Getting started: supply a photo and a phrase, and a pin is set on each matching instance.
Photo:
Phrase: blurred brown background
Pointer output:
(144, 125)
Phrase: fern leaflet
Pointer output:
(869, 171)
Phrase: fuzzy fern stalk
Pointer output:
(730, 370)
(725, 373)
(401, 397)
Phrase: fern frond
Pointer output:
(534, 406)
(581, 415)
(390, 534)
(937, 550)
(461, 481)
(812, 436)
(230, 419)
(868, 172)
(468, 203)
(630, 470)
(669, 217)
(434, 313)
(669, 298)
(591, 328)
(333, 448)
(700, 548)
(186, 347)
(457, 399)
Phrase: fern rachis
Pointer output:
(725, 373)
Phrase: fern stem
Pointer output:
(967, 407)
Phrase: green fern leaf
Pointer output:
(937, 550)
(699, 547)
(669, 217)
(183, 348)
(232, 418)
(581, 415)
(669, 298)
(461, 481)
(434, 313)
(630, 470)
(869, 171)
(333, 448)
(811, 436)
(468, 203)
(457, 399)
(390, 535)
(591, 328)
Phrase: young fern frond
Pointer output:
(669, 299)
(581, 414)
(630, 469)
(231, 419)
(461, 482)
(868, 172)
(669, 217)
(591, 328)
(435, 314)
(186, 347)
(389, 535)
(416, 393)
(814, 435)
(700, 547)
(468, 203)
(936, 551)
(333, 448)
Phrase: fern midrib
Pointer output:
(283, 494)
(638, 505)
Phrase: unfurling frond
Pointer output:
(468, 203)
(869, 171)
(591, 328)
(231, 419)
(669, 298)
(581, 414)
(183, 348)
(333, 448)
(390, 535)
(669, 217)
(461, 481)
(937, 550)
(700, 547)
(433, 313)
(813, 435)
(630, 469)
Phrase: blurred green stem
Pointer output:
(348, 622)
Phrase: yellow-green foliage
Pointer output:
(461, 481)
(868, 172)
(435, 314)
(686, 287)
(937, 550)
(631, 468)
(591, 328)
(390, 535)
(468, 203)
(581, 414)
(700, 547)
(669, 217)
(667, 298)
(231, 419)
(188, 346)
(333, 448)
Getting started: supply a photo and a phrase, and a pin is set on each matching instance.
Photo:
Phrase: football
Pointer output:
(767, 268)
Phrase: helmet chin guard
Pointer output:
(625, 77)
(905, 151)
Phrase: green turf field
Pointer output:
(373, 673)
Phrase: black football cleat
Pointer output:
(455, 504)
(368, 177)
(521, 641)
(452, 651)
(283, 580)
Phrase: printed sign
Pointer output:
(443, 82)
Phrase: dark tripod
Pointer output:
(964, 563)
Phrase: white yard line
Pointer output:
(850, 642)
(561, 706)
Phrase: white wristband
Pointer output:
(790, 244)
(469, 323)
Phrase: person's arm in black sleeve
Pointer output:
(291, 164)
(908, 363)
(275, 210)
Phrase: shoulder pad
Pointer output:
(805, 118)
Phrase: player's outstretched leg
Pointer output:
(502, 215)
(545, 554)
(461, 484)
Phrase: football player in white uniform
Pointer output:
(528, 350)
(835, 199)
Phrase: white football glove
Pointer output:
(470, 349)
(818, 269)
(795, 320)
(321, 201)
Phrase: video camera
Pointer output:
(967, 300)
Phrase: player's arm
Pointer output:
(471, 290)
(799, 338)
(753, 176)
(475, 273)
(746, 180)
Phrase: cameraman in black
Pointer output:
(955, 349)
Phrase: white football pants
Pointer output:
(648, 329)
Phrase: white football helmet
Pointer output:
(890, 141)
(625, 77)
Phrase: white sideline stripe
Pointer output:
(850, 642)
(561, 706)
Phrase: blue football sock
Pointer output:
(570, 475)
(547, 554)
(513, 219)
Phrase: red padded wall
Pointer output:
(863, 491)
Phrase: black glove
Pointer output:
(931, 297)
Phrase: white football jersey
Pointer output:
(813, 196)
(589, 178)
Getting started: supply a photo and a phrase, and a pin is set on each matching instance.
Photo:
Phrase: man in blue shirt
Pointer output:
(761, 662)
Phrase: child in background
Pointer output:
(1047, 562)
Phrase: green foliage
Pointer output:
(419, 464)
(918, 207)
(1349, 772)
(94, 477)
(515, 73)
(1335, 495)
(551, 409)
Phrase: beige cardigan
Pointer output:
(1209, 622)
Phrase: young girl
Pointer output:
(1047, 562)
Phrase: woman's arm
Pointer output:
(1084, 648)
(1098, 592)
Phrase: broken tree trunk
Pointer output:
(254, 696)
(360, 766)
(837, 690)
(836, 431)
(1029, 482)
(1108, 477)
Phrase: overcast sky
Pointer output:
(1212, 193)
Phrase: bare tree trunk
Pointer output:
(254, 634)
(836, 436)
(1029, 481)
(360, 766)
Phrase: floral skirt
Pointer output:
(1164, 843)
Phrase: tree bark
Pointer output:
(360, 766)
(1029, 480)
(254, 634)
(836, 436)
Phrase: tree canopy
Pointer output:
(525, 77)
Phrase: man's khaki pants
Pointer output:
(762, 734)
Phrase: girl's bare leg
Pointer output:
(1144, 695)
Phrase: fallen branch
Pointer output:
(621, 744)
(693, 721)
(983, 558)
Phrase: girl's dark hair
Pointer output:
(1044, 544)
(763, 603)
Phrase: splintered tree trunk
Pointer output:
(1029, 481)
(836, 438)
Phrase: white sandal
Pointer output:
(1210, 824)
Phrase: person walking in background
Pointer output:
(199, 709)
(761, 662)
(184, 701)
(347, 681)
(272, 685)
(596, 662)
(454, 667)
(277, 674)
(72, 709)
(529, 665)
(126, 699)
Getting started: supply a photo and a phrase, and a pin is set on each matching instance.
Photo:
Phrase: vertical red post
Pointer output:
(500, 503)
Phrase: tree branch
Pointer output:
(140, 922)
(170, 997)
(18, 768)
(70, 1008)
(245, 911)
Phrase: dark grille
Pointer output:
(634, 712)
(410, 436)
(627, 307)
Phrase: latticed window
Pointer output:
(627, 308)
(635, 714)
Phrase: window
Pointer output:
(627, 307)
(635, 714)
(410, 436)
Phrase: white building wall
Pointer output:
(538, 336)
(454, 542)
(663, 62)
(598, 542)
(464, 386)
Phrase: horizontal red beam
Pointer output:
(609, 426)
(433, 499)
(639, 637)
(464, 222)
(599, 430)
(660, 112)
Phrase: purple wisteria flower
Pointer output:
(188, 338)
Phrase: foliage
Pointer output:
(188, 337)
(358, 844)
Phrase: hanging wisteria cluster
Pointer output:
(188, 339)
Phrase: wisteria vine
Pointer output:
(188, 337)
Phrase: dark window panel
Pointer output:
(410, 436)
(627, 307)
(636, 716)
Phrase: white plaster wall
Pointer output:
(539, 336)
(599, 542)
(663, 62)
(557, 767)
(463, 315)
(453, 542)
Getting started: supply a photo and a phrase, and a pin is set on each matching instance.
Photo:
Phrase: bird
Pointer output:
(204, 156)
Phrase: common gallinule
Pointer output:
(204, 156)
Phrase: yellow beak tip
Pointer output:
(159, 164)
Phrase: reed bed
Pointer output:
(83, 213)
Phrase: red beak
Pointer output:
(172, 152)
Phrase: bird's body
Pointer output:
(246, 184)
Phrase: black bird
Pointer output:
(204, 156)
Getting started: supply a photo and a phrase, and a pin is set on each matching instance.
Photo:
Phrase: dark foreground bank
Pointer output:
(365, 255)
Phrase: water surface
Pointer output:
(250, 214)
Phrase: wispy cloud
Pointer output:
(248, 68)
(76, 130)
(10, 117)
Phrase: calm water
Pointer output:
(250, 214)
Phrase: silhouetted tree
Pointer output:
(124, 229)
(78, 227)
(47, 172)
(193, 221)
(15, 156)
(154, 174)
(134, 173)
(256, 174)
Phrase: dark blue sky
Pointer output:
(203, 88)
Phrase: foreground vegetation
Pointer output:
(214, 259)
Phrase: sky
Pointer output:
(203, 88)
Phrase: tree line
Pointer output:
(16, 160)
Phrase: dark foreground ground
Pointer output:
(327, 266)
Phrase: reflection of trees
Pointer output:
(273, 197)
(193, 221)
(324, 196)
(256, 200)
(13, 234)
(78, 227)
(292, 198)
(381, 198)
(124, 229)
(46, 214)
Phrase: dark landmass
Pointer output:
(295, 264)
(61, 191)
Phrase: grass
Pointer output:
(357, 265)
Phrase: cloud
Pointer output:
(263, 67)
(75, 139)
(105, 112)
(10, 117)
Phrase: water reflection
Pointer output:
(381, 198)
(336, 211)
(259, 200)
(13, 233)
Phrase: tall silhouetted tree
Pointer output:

- _Brief_
Convert the lines of the data above into a JSON list of strings, starting at the line containing "Phrase: tree canopy" and continuing up to and including the line containing "(1210, 824)". Use one string per line, and omit any blank lines.

- _Output for this task_
[
  "Phrase: tree canopy",
  "Pointer output:",
  "(525, 77)",
  "Phrase: man's khaki pants",
  "Pointer output:",
  "(762, 734)",
  "Phrase: girl's bare leg",
  "Pointer output:",
  "(1144, 695)",
  "Phrase: fallen branch",
  "Pointer output:",
  "(621, 744)",
  "(693, 721)",
  "(983, 558)",
  "Phrase: girl's dark hair",
  "Pointer output:",
  "(1044, 544)",
  "(763, 603)",
  "Phrase: splintered tree trunk",
  "Pointer output:",
  "(1029, 481)",
  "(836, 438)",
  "Phrase: white sandal",
  "Pointer output:",
  "(1210, 824)"
]